### Your task
Rename "spot" to "locate" in the records, starting at the line that contains "Could you please spot the sculpture's" and ending at the end of the records, and reproduce those lines with no other change.

━━━ Record set ━━━

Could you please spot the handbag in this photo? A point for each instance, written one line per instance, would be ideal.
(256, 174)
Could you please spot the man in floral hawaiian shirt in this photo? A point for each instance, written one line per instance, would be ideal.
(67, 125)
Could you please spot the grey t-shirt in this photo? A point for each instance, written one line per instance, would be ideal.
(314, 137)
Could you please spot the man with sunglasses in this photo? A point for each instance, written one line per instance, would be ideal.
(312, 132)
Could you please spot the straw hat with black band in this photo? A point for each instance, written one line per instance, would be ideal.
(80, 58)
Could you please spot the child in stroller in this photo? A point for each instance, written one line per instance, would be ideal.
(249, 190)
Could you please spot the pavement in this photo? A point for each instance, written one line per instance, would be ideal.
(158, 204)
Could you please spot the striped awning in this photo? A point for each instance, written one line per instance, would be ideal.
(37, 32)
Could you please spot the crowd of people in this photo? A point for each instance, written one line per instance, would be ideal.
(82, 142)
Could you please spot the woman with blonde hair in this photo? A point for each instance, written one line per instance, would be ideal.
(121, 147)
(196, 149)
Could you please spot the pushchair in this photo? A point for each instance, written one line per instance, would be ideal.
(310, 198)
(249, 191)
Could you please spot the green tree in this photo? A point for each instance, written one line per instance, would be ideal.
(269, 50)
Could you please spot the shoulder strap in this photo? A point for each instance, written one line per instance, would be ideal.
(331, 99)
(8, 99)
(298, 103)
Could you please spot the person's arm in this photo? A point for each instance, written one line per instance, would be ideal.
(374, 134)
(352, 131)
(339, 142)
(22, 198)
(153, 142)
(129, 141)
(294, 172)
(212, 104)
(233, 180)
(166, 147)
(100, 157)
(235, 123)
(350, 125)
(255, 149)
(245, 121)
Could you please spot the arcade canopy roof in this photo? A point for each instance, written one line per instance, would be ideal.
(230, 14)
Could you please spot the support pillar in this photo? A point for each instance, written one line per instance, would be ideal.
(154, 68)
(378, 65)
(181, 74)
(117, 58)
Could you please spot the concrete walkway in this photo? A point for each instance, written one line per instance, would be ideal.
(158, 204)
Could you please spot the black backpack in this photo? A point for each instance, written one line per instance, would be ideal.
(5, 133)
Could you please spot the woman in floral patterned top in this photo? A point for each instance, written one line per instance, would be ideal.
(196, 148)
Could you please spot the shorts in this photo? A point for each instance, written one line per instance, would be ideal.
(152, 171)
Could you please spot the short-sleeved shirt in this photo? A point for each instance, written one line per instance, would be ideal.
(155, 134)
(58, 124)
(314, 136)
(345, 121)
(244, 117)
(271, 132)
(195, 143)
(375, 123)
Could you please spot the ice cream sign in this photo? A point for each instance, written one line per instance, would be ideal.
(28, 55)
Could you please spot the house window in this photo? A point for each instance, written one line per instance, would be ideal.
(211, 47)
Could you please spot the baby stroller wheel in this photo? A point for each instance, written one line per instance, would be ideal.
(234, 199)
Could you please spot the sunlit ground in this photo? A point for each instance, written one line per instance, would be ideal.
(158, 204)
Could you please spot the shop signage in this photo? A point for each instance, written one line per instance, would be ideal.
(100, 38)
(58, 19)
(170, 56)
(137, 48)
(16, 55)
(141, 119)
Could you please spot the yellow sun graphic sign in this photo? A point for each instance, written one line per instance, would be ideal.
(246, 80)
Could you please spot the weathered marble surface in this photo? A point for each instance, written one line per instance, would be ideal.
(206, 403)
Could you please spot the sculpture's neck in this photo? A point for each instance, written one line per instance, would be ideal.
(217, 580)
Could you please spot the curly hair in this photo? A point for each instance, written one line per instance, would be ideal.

━━━

### Problem solution
Could you please locate the sculpture's neck in this photo? A point for each instance, written one line per instance, would be ideal.
(217, 580)
Could you please locate the curly hair in this photo? A point for each instance, written one line per instance, would be ideal.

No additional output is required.